EXERCISE PASSAGE:
Department of Public Health
The Department of Public Health challenges students with a unique combination of interdisciplinary liberal arts education with a specialty focus on public health. You'll learn the conceptual foundations and empirical bases for analyzing the interplay between science, society and health. Many pre-med and other health professions students also choose to minor in public health to augment their specialty education with this broad perspective.
There is a rising demand for public health professionals, due to increased global concerns regarding infectious and chronic disease epidemiology, food and water safety, sanitation and environmental health issues — as well as health inequities. Public health professionals have excellent employment prospects as researchers, community health workers and health program managers.
Programs in this Department:
- Major in Public Health
- Minor in Public Health
- BS in Public Health/MS in Nutrition
- Online Master of Public Health (MPH)
Public Health Learning Outcomes
- Students will be able to identify current public health problems nationally and globally. They will be able to analyze case studies on national and global health issues (e.g. food safety, water safety, vaccination, exercise and obesity, exposure to toxins). Students will write research papers and make oral presentations in which they will describe a current public health issue.

PROBLEM 1:
Answer these questions using the public health department page.
(a) Besides public health majors, which students does the page say also choose to minor in public health?
(b) What three roles does the page list as having excellent employment prospects for public health professionals?
(c) Which program in the department is offered online?
PROBLEM 2: Copy out the part of the public health department page starting with "Public Health Learning" and going on through "public health issue.", keeping every word and punctuation mark as it appears.

DATA:
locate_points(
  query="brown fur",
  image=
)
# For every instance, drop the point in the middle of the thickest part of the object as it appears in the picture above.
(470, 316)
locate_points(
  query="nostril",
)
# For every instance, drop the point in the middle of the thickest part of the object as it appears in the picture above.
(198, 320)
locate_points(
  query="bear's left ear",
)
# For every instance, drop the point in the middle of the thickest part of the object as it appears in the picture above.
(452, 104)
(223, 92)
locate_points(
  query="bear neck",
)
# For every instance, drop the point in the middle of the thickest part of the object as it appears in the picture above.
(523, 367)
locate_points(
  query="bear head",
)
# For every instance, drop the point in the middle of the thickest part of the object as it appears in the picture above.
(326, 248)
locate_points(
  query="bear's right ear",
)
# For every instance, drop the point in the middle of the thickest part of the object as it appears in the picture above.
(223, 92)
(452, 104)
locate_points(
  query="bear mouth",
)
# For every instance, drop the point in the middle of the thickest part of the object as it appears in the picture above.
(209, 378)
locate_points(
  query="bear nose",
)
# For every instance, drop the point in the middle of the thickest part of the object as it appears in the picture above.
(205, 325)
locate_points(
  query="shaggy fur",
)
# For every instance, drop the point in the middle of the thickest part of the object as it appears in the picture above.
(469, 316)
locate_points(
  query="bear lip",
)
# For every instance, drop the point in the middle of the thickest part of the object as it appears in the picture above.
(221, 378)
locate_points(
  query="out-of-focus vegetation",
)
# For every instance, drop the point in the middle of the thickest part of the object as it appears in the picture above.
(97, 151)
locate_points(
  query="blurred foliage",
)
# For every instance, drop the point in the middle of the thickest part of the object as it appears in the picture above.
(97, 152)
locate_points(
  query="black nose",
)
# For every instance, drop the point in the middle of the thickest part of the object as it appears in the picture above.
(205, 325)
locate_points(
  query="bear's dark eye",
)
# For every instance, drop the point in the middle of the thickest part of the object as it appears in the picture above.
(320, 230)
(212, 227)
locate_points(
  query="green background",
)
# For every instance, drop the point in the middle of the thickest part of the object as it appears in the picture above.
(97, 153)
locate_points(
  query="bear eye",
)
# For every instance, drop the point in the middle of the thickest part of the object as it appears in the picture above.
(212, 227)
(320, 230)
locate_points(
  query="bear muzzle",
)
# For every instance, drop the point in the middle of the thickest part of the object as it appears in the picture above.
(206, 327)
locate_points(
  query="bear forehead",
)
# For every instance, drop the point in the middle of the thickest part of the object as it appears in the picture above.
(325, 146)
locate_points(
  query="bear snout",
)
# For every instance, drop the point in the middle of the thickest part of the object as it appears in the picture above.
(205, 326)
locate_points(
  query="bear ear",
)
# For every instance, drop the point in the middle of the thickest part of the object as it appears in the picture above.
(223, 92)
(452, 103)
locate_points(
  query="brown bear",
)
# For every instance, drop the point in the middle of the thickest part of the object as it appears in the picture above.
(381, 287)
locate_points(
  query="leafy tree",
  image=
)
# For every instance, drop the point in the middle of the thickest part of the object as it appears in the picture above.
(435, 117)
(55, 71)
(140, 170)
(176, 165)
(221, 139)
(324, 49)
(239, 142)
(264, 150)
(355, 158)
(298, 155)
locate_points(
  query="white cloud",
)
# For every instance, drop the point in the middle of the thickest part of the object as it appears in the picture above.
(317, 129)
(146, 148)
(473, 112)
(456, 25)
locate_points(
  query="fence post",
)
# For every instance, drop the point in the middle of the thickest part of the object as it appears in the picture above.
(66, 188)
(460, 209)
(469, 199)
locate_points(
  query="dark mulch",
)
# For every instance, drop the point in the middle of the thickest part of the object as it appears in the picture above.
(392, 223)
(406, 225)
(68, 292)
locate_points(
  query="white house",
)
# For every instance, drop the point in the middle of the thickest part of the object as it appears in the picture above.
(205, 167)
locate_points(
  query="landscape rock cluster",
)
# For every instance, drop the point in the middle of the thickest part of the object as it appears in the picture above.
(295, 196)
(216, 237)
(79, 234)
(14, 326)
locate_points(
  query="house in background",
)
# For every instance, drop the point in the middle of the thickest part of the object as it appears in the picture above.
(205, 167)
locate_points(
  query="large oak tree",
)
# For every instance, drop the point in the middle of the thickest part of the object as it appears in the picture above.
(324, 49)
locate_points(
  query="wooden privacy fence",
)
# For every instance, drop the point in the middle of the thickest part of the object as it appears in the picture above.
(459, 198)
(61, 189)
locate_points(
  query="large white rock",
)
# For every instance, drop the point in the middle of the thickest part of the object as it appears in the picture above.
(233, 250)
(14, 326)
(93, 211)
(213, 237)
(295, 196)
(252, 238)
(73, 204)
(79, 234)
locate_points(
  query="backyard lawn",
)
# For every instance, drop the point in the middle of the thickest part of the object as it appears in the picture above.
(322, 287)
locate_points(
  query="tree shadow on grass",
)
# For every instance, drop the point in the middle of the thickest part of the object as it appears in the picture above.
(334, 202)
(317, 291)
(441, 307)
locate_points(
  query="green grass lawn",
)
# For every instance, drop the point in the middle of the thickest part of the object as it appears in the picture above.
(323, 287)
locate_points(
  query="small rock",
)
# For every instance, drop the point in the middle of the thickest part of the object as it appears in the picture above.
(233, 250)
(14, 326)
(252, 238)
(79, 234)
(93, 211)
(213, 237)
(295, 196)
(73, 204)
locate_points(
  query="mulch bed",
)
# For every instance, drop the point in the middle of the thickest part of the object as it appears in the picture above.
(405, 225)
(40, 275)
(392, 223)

EXERCISE RESULT 1:
(a) Pre-med and other health professions students.
(b) Researchers, community health workers and health program managers.
(c) The Master of Public Health (MPH).

EXERCISE RESULT 2:
Public Health Learning Outcomes
- Students will be able to identify current public health problems nationally and globally. They will be able to analyze case studies on national and global health issues (e.g. food safety, water safety, vaccination, exercise and obesity, exposure to toxins). Students will write research papers and make oral presentations in which they will describe a current public health issue.